***** Data shown *****

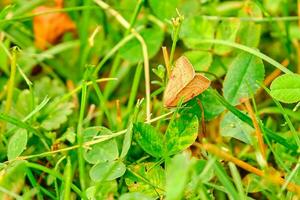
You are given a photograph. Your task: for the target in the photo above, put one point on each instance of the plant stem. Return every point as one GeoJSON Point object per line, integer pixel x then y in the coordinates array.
{"type": "Point", "coordinates": [82, 171]}
{"type": "Point", "coordinates": [176, 28]}
{"type": "Point", "coordinates": [68, 179]}
{"type": "Point", "coordinates": [249, 50]}
{"type": "Point", "coordinates": [141, 40]}
{"type": "Point", "coordinates": [134, 88]}
{"type": "Point", "coordinates": [10, 87]}
{"type": "Point", "coordinates": [222, 154]}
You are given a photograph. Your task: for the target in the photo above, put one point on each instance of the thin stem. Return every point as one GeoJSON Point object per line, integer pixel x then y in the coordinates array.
{"type": "Point", "coordinates": [287, 119]}
{"type": "Point", "coordinates": [10, 86]}
{"type": "Point", "coordinates": [176, 28]}
{"type": "Point", "coordinates": [81, 161]}
{"type": "Point", "coordinates": [273, 178]}
{"type": "Point", "coordinates": [141, 40]}
{"type": "Point", "coordinates": [68, 179]}
{"type": "Point", "coordinates": [112, 52]}
{"type": "Point", "coordinates": [134, 88]}
{"type": "Point", "coordinates": [86, 144]}
{"type": "Point", "coordinates": [258, 133]}
{"type": "Point", "coordinates": [167, 61]}
{"type": "Point", "coordinates": [102, 102]}
{"type": "Point", "coordinates": [249, 50]}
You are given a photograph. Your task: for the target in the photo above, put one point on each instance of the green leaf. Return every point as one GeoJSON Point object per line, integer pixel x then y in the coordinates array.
{"type": "Point", "coordinates": [101, 152]}
{"type": "Point", "coordinates": [13, 178]}
{"type": "Point", "coordinates": [132, 51]}
{"type": "Point", "coordinates": [225, 180]}
{"type": "Point", "coordinates": [150, 139]}
{"type": "Point", "coordinates": [135, 196]}
{"type": "Point", "coordinates": [181, 133]}
{"type": "Point", "coordinates": [212, 107]}
{"type": "Point", "coordinates": [194, 29]}
{"type": "Point", "coordinates": [232, 126]}
{"type": "Point", "coordinates": [164, 9]}
{"type": "Point", "coordinates": [148, 178]}
{"type": "Point", "coordinates": [177, 176]}
{"type": "Point", "coordinates": [23, 103]}
{"type": "Point", "coordinates": [17, 144]}
{"type": "Point", "coordinates": [227, 30]}
{"type": "Point", "coordinates": [103, 192]}
{"type": "Point", "coordinates": [242, 77]}
{"type": "Point", "coordinates": [107, 171]}
{"type": "Point", "coordinates": [48, 87]}
{"type": "Point", "coordinates": [286, 88]}
{"type": "Point", "coordinates": [201, 60]}
{"type": "Point", "coordinates": [56, 115]}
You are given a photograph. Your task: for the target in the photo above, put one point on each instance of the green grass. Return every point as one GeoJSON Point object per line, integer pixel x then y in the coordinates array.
{"type": "Point", "coordinates": [84, 118]}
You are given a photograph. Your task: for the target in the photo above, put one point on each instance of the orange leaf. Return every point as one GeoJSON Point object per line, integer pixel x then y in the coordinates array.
{"type": "Point", "coordinates": [49, 28]}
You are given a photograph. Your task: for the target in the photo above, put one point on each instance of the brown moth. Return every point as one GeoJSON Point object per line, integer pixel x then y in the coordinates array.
{"type": "Point", "coordinates": [184, 83]}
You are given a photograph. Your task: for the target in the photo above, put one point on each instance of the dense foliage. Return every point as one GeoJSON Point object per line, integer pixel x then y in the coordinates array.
{"type": "Point", "coordinates": [82, 112]}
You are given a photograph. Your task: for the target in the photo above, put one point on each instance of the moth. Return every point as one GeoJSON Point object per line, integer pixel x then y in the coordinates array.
{"type": "Point", "coordinates": [184, 83]}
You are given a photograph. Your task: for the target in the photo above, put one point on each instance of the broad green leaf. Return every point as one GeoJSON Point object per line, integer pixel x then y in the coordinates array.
{"type": "Point", "coordinates": [201, 60]}
{"type": "Point", "coordinates": [227, 30]}
{"type": "Point", "coordinates": [194, 29]}
{"type": "Point", "coordinates": [57, 115]}
{"type": "Point", "coordinates": [211, 106]}
{"type": "Point", "coordinates": [249, 33]}
{"type": "Point", "coordinates": [150, 139]}
{"type": "Point", "coordinates": [107, 171]}
{"type": "Point", "coordinates": [164, 9]}
{"type": "Point", "coordinates": [232, 126]}
{"type": "Point", "coordinates": [135, 196]}
{"type": "Point", "coordinates": [286, 88]}
{"type": "Point", "coordinates": [225, 181]}
{"type": "Point", "coordinates": [181, 133]}
{"type": "Point", "coordinates": [13, 178]}
{"type": "Point", "coordinates": [177, 176]}
{"type": "Point", "coordinates": [103, 192]}
{"type": "Point", "coordinates": [101, 152]}
{"type": "Point", "coordinates": [152, 172]}
{"type": "Point", "coordinates": [17, 144]}
{"type": "Point", "coordinates": [242, 77]}
{"type": "Point", "coordinates": [132, 51]}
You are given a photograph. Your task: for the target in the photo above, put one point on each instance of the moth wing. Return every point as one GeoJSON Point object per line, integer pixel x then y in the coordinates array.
{"type": "Point", "coordinates": [182, 74]}
{"type": "Point", "coordinates": [198, 85]}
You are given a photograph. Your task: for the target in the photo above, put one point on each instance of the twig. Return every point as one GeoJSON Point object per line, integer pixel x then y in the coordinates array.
{"type": "Point", "coordinates": [259, 135]}
{"type": "Point", "coordinates": [86, 144]}
{"type": "Point", "coordinates": [167, 61]}
{"type": "Point", "coordinates": [126, 25]}
{"type": "Point", "coordinates": [226, 156]}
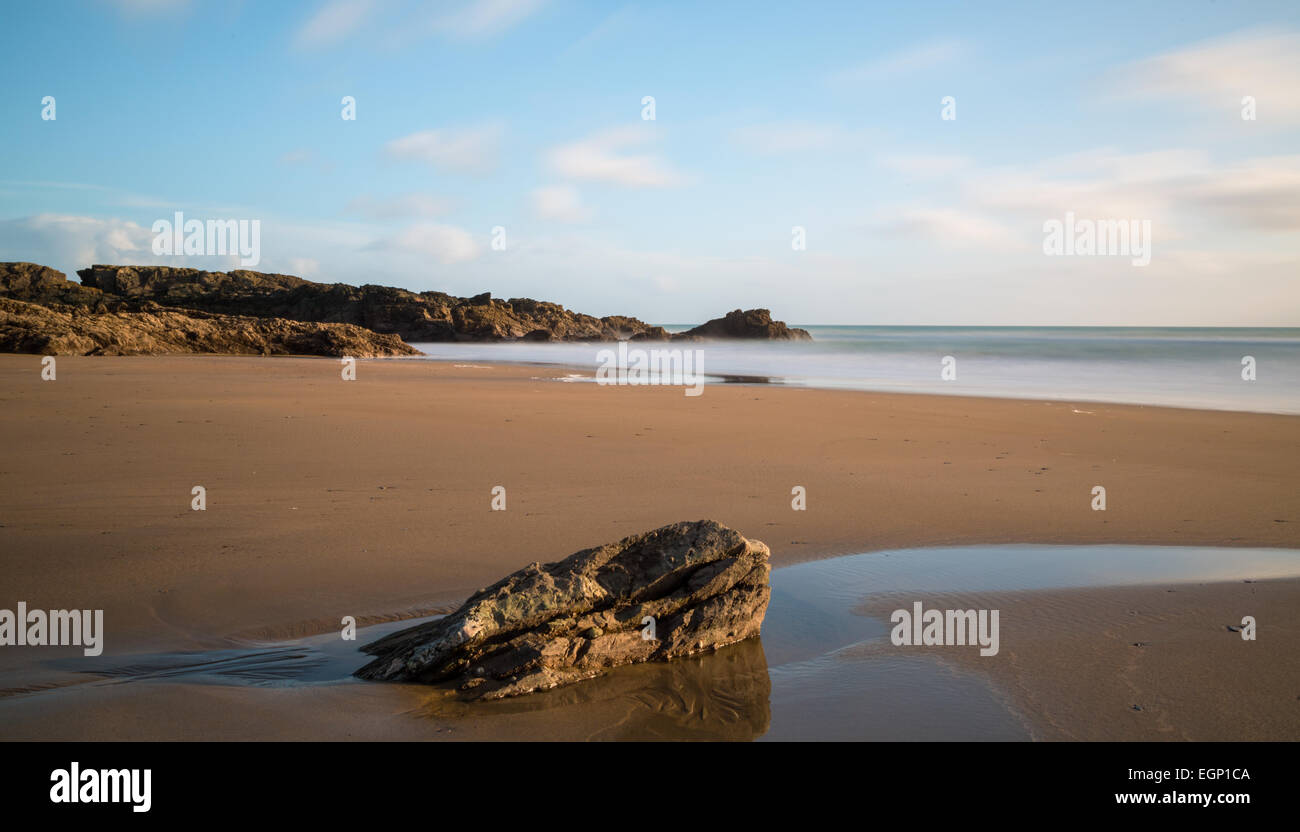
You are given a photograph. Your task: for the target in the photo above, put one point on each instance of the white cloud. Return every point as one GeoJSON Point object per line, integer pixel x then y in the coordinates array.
{"type": "Point", "coordinates": [923, 165]}
{"type": "Point", "coordinates": [303, 267]}
{"type": "Point", "coordinates": [389, 25]}
{"type": "Point", "coordinates": [560, 203]}
{"type": "Point", "coordinates": [1216, 74]}
{"type": "Point", "coordinates": [954, 228]}
{"type": "Point", "coordinates": [785, 137]}
{"type": "Point", "coordinates": [471, 150]}
{"type": "Point", "coordinates": [69, 242]}
{"type": "Point", "coordinates": [597, 159]}
{"type": "Point", "coordinates": [139, 8]}
{"type": "Point", "coordinates": [399, 207]}
{"type": "Point", "coordinates": [333, 22]}
{"type": "Point", "coordinates": [486, 17]}
{"type": "Point", "coordinates": [445, 243]}
{"type": "Point", "coordinates": [906, 63]}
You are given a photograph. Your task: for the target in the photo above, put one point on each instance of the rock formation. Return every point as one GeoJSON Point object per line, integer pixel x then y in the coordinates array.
{"type": "Point", "coordinates": [696, 586]}
{"type": "Point", "coordinates": [156, 330]}
{"type": "Point", "coordinates": [427, 316]}
{"type": "Point", "coordinates": [414, 316]}
{"type": "Point", "coordinates": [749, 324]}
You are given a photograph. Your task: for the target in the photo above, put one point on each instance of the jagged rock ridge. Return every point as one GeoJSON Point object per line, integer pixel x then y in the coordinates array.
{"type": "Point", "coordinates": [702, 585]}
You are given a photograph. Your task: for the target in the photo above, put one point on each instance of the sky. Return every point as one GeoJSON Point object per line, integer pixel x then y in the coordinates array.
{"type": "Point", "coordinates": [525, 122]}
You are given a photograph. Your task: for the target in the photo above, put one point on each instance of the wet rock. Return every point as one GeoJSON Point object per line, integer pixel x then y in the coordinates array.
{"type": "Point", "coordinates": [702, 585]}
{"type": "Point", "coordinates": [753, 324]}
{"type": "Point", "coordinates": [157, 330]}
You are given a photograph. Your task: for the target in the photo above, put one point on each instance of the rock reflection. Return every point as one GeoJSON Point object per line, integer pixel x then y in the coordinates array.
{"type": "Point", "coordinates": [716, 696]}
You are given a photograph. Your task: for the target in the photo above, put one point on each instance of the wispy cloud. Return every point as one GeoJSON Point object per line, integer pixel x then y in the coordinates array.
{"type": "Point", "coordinates": [333, 22]}
{"type": "Point", "coordinates": [393, 22]}
{"type": "Point", "coordinates": [789, 137]}
{"type": "Point", "coordinates": [559, 203]}
{"type": "Point", "coordinates": [917, 59]}
{"type": "Point", "coordinates": [471, 150]}
{"type": "Point", "coordinates": [445, 243]}
{"type": "Point", "coordinates": [924, 165]}
{"type": "Point", "coordinates": [1217, 74]}
{"type": "Point", "coordinates": [146, 8]}
{"type": "Point", "coordinates": [597, 157]}
{"type": "Point", "coordinates": [399, 207]}
{"type": "Point", "coordinates": [485, 17]}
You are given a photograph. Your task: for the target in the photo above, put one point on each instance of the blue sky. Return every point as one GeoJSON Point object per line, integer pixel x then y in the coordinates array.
{"type": "Point", "coordinates": [528, 115]}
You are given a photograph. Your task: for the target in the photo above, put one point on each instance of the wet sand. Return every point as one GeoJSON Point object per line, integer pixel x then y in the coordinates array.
{"type": "Point", "coordinates": [372, 498]}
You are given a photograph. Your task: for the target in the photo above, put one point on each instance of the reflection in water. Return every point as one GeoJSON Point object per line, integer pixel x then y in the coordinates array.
{"type": "Point", "coordinates": [824, 668]}
{"type": "Point", "coordinates": [719, 696]}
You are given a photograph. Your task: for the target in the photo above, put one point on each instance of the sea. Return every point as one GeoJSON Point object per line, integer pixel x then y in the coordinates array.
{"type": "Point", "coordinates": [1252, 369]}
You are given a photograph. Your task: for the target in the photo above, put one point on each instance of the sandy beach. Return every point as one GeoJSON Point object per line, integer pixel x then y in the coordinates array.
{"type": "Point", "coordinates": [372, 498]}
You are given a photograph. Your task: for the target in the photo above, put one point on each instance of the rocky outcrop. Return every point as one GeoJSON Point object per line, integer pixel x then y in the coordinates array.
{"type": "Point", "coordinates": [753, 324]}
{"type": "Point", "coordinates": [428, 316]}
{"type": "Point", "coordinates": [39, 284]}
{"type": "Point", "coordinates": [157, 330]}
{"type": "Point", "coordinates": [412, 316]}
{"type": "Point", "coordinates": [696, 586]}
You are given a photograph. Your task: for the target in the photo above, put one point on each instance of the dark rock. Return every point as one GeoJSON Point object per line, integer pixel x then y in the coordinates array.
{"type": "Point", "coordinates": [427, 316]}
{"type": "Point", "coordinates": [749, 324]}
{"type": "Point", "coordinates": [157, 330]}
{"type": "Point", "coordinates": [551, 624]}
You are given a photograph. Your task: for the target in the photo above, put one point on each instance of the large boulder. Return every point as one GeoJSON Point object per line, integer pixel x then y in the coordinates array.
{"type": "Point", "coordinates": [694, 586]}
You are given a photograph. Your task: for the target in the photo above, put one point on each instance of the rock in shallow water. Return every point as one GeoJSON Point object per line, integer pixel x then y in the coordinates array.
{"type": "Point", "coordinates": [700, 584]}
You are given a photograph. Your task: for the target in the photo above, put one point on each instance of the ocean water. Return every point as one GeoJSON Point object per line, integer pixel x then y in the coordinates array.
{"type": "Point", "coordinates": [1177, 367]}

*****

■ **What you have to do**
All that is wanted is the lines from the one containing "the rock in" through the last line of the records, restated word for word.

■ **Answer to this exercise**
You are given a photograph. Your task: for the target in the photo above, put one point on each instance of the rock in shallow water. Return every point as one GeoJSON Point object per line, integer pixel x then y in the coordinates array.
{"type": "Point", "coordinates": [700, 584]}
You are given a photograph. Your task: for the target in the photo above, put one point on each instance of the ocean water. Return every point as one GeoJSON Point object per line, integer pixel x then y in the coordinates array.
{"type": "Point", "coordinates": [1177, 367]}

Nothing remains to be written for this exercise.